:: SET TASK ::
Reproduce every line of the entries below word for word, leaving out the pictures.

** start **

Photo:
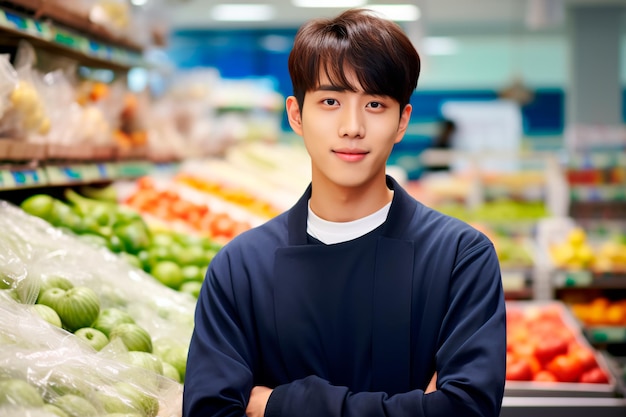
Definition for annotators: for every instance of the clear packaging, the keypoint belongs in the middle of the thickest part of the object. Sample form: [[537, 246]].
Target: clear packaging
[[43, 365], [31, 250]]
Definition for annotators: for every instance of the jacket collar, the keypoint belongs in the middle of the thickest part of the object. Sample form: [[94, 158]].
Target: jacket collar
[[402, 210]]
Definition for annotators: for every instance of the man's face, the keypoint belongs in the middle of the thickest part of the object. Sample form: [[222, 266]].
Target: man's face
[[349, 135]]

** end **

:: EXERCISE OUTPUT ::
Photo:
Definition for annotators: for every instance of the clear packaging, the keypoint belongs in the middle of the thickest part of the object. Sample form: [[537, 246]].
Target: clear packaging
[[43, 365], [31, 250]]
Definition for annotators: for every instance of the jacket collar, the keypoint belongs in the middle of the thickest part of the object. Sample form: [[94, 158]].
Target: jacket collar
[[402, 210]]
Definition for annotators: for every instance of the man's face, the keypoint belongs in the middle of the thickest part of the object. Sample form: [[222, 266]].
Target: man's face
[[349, 135]]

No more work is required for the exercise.